Part of a data file

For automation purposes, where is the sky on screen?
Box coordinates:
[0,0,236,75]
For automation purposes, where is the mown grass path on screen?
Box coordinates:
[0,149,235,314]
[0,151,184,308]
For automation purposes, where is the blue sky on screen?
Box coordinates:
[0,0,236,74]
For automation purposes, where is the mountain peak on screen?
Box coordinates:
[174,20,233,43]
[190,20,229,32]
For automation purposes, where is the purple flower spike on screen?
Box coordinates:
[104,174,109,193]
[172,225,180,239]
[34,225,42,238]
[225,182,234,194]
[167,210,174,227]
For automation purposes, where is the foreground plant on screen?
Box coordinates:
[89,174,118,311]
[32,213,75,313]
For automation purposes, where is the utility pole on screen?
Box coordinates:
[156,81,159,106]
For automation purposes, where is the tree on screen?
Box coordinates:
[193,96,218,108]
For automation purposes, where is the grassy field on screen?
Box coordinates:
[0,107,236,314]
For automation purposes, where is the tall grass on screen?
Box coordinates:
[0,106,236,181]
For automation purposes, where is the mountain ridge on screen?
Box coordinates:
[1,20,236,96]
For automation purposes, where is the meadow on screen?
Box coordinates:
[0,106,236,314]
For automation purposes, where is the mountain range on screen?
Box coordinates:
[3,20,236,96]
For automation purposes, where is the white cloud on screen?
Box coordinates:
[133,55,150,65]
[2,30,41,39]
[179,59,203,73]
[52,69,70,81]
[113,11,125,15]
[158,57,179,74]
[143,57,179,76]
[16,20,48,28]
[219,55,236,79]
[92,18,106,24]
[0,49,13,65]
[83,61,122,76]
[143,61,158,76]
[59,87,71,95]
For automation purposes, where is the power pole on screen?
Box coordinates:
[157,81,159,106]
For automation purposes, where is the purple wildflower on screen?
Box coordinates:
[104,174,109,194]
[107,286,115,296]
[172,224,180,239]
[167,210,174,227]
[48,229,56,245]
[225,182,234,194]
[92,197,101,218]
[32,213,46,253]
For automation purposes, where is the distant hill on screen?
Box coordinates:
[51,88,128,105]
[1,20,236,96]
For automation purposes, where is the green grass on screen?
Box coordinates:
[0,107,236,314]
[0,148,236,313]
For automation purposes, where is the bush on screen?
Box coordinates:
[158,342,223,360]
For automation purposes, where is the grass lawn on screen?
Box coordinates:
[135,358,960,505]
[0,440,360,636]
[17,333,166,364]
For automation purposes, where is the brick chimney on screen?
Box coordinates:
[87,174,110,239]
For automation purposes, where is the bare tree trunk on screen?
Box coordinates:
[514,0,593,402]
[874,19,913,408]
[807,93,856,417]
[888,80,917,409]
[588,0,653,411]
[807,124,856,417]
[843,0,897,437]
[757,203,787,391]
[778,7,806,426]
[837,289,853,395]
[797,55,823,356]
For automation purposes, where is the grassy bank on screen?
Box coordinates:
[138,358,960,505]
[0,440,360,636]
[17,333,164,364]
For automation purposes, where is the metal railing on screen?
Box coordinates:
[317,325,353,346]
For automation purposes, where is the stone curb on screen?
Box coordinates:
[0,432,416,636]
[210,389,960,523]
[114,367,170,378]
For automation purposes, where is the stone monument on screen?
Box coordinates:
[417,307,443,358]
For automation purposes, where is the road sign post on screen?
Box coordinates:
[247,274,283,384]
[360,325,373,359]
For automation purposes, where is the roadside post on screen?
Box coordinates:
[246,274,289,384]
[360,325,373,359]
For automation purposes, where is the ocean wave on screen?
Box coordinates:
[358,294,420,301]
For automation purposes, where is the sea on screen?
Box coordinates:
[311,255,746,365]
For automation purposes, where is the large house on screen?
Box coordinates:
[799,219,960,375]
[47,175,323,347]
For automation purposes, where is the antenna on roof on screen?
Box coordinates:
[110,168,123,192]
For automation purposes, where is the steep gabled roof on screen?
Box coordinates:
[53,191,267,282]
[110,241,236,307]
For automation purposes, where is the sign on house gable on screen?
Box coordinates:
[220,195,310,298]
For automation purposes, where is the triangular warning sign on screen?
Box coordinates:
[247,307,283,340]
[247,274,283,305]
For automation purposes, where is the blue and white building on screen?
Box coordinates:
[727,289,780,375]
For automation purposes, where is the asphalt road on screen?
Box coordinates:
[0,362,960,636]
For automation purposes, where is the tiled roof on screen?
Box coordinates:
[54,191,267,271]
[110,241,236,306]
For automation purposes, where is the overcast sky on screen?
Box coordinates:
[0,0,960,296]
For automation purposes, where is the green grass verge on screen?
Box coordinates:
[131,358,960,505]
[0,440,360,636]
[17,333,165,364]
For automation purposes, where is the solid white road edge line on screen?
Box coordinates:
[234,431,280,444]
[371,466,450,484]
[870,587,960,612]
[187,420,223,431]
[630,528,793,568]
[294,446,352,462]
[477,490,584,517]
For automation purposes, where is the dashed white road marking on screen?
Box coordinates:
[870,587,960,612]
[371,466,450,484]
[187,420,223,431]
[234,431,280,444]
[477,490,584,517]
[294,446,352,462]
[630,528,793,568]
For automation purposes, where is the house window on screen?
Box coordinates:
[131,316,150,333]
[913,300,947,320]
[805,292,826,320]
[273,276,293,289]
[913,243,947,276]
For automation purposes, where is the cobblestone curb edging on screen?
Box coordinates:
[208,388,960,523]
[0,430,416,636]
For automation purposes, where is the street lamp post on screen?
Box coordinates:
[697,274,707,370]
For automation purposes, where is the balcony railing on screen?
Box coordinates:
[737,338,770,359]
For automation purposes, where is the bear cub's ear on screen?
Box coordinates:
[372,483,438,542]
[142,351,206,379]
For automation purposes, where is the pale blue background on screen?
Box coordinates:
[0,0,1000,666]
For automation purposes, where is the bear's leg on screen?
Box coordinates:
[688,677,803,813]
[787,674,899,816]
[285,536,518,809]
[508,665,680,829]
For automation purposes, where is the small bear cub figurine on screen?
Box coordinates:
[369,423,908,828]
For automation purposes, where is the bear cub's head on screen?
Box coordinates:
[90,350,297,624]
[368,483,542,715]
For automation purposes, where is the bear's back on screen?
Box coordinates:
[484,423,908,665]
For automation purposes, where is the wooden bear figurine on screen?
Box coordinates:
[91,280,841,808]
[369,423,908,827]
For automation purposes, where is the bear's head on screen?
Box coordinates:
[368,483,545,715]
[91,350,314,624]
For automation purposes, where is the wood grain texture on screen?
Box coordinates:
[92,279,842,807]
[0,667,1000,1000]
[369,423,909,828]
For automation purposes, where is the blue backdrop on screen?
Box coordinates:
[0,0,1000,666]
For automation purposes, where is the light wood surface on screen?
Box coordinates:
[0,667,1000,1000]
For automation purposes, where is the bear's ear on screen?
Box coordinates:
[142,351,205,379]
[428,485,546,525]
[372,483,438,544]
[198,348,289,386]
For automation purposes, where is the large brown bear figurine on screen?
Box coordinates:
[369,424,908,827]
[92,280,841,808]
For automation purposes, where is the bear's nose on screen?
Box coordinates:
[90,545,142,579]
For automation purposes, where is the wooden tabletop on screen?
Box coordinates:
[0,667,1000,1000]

(Task prompt)
Please give the lines of the items from the line with "For automation purposes, where is the balcony" up to and including the line with "[369,423,908,828]" as a JSON list of strings, one string per line, leaving out blank lines.

(Output of the exercise)
[
  "For automation purposes, where is the balcony railing on screen?",
  "Box coordinates:",
  "[737,338,770,359]",
  "For automation purposes, where is the bear cub's ear on screen?",
  "Box coordinates:",
  "[372,483,438,542]",
  "[142,351,206,379]",
  "For automation purposes, where is the pale blue background on screen?",
  "Box coordinates:",
  "[0,0,1000,666]",
  "For automation purposes, where is the bear's leg on screen?",
  "Box coordinates:",
  "[688,677,803,813]",
  "[787,674,899,816]",
  "[285,536,518,809]",
  "[508,665,680,829]",
  "For automation purposes, where is the small bear cub figurine on screen?",
  "Box coordinates:",
  "[369,423,908,828]"
]